▸ **TASK DESCRIPTION**
What you return should match every entry, character for character.
==================================================
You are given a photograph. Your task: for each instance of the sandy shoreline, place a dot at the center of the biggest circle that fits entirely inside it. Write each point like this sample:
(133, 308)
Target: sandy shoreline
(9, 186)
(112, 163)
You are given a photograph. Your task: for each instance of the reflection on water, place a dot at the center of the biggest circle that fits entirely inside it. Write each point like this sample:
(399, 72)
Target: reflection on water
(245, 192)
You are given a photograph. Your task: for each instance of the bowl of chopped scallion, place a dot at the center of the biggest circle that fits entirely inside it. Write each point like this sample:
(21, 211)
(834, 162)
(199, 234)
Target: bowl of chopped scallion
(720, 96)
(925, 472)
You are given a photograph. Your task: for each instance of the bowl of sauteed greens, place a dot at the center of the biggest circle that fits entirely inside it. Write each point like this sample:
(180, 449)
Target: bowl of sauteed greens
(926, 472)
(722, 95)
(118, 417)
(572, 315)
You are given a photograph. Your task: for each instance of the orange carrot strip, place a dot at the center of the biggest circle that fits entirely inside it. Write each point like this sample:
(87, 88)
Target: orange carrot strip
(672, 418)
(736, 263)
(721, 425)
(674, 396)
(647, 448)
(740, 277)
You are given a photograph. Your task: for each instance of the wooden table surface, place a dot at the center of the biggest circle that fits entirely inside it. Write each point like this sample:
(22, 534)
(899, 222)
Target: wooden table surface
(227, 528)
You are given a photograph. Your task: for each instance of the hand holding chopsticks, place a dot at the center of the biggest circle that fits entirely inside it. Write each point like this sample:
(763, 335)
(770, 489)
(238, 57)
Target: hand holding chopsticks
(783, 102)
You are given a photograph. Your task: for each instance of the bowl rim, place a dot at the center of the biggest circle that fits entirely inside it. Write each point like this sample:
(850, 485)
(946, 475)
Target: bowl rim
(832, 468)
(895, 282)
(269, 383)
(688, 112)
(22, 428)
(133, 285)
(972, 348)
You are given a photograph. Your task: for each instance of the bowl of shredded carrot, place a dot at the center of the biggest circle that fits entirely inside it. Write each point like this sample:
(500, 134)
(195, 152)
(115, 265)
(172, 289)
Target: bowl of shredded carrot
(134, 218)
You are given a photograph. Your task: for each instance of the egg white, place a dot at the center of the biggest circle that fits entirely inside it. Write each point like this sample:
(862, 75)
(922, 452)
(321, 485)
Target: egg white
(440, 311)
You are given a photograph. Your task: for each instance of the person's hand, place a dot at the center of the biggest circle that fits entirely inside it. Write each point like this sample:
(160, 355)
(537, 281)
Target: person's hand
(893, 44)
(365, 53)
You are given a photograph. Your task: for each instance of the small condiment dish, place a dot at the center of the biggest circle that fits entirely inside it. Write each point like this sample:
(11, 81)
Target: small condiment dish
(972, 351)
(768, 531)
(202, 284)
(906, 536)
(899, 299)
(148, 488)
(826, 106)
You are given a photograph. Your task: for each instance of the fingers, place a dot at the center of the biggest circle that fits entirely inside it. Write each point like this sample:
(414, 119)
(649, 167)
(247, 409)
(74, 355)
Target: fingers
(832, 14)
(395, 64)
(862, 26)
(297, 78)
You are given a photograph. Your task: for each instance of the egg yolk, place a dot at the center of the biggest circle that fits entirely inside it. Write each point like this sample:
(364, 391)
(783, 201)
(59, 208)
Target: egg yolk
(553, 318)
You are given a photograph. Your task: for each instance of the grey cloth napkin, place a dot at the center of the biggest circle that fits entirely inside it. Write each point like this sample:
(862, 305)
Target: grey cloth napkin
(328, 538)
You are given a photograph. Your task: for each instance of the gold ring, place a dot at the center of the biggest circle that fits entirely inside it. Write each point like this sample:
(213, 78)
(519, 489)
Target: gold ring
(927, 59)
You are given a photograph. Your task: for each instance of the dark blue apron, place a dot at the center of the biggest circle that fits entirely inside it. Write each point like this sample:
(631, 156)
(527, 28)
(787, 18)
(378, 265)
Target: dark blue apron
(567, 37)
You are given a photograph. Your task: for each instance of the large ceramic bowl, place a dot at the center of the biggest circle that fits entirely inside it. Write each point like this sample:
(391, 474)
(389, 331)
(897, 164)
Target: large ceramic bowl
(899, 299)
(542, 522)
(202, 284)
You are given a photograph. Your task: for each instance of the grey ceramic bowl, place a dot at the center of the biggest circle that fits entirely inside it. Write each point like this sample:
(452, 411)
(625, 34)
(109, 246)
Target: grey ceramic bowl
==================================================
▸ **ANSWER BOX**
You are given a photograph. Your task: for each instance of the sandy shoreline, place a dot at the center of the biggest circle that fits entirely inside it. Write each point like this sample:
(133, 308)
Target: sandy shoreline
(9, 186)
(112, 163)
You are given a photograph. Your task: for each instance of the reflection on water, place a dot at the center of the biggest circle that fits entirely inside it. Write each point like this sample:
(399, 72)
Target: reflection on water
(245, 192)
You are given a photograph. Your task: for each instance of the bowl of chopped scallion, place a dot at the center of the biggest circle that fits entirely inside it. Write each point like this sample:
(21, 211)
(834, 162)
(199, 234)
Target: bowl of chopped scallion
(720, 96)
(925, 472)
You are given a photograph. Your task: for each instance of the bowl of sauteed greens, place a dot at the center of the biggest circle that fits entirely inside it. Write each point like this sample:
(180, 449)
Target: bowl of sauteed greens
(926, 472)
(722, 95)
(118, 417)
(572, 315)
You are given a photograph. Your task: for each instance of the orange carrot strip, place a dot at the center of the biggest circle that fits entirely inside it. Write each point like this sample:
(87, 88)
Target: orange carrot strip
(672, 418)
(736, 263)
(721, 425)
(674, 396)
(647, 448)
(740, 277)
You are given a photograph. Your task: for each instance of the wooden table surface, place a dot at the center of the biggest circle that fits entirely inside it. Write each point like this sample:
(22, 534)
(899, 222)
Target: wooden table surface
(227, 528)
You are given a photograph. Your task: for each instance of the hand holding chopsticks, place a dot at the center of the biggest circle that fits entirely inside it. Write each point like this sample:
(763, 335)
(770, 489)
(238, 57)
Target: hand holding chopsticks
(783, 102)
You are given a photograph. Your task: for each instance of the bowl rim, place a dot at the center of the biggest circle that fits entirely inside it. Write each point like this sample:
(850, 485)
(946, 475)
Target: bowl rim
(832, 468)
(895, 282)
(269, 383)
(688, 112)
(22, 428)
(133, 285)
(972, 348)
You are given a photograph. Your task: for each instance of the bowl of shredded carrot, place a dot at the center of the biggest circle that fits entirely inside it. Write each point like this sample:
(500, 134)
(195, 152)
(115, 265)
(172, 289)
Target: bowl of shredded carrot
(134, 218)
You are given a photograph. Your task: for each instance of the egg white, place a dot at the center of the biggest circle that fits entirely inside it. Write each point like this sample:
(862, 75)
(922, 452)
(321, 485)
Target: egg white
(440, 311)
You are given a photograph. Your task: for each instance of the person's hand, place a dot at the center of the biggest circle that fits entirely inside it. Write each point like this sample:
(160, 355)
(537, 281)
Target: person's hand
(893, 44)
(365, 53)
You are given a photograph. Your task: for each instance of the small condiment dish, place a dot at the center of the biggest circle that fits entirely inside it. Write each point like this sample:
(11, 81)
Target: small condiment dish
(972, 351)
(768, 531)
(202, 284)
(906, 536)
(899, 299)
(148, 488)
(826, 106)
You are given a photograph. Your task: for each instance of the fingers, place a dot at the center of the biggest circle that fits entirely inside it. Write each point like this sample:
(414, 119)
(649, 167)
(247, 409)
(74, 355)
Target: fingers
(832, 14)
(395, 64)
(862, 26)
(297, 78)
You are given a photograph. Your task: for each instance of the egg yolk, place a dot at the center of the biggest circle that fits entirely inside it. Write each point like this sample:
(364, 391)
(783, 201)
(59, 208)
Target: egg yolk
(553, 318)
You are given a photograph. Your task: for each instance of the grey cloth napkin, place a dot at the center of the biggest circle that fits entirely inside it. Write each point like this sample:
(862, 305)
Target: grey cloth napkin
(328, 538)
You are given a photograph. Your task: for each instance of the gold ring, place a dot at the center of the biggest circle that fits entirely inside it. Write each point like this sample:
(213, 78)
(519, 489)
Target: gold ring
(927, 59)
You are given a photograph. Your task: for each instance of the dark blue apron, place a dot at the center of the biggest circle that fits entirely inside it. Write each point like this sample:
(631, 156)
(527, 28)
(787, 18)
(378, 265)
Target: dark blue apron
(567, 37)
You are given a photograph. Your task: for each instance of the large ceramic bowl, place a dot at the center of the biggest circle that fits entirely inside it. Write each point like this sample:
(391, 474)
(389, 331)
(897, 164)
Target: large ceramic bowl
(899, 299)
(542, 522)
(202, 284)
You are given a photograph. Your task: for each instance of the grey ceramic bowl, place a dot at the center of the biggest circle that fits entirely inside it. Write each point like this sample:
(452, 411)
(625, 34)
(109, 246)
Target: grey ceramic bowl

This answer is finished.